> _EXERCISE MATERIAL_
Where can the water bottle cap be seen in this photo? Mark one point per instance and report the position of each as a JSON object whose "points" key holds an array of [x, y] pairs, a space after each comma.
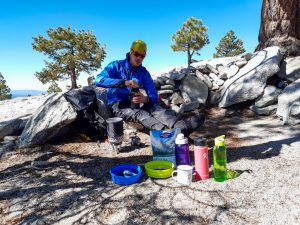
{"points": [[180, 140], [200, 141], [220, 141]]}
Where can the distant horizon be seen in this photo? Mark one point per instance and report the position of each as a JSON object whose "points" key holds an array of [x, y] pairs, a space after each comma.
{"points": [[116, 24]]}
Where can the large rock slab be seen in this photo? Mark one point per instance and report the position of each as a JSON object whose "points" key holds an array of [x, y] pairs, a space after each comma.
{"points": [[269, 96], [251, 80], [194, 88], [290, 69], [54, 114], [289, 104], [12, 127]]}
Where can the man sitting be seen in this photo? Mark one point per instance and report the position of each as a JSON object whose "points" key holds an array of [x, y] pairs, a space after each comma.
{"points": [[122, 76]]}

> _JOB_
Could you give the data from the line containing "Where can the large" through the end of the data as a Markdown table with the columns Row and Line, leaving out any blank lines?

> _TASK OUTPUT_
| Row | Line |
|---|---|
| 1 | Where can the large rock slab be seen in this photo? Mark one point per instance and report the position of each as a JSON object whose "points" key holds an array of [x, y] pairs, a space after each comma. |
| 2 | {"points": [[269, 96], [251, 80], [194, 88], [290, 69], [54, 114], [289, 104], [12, 127]]} |
| 3 | Where can the man sitting be seen in this photo? Mark one point per instance and report the position of each as a JSON object whose "points" key holds an array of [x, y] pairs, a space after each comma. |
| 4 | {"points": [[122, 76]]} |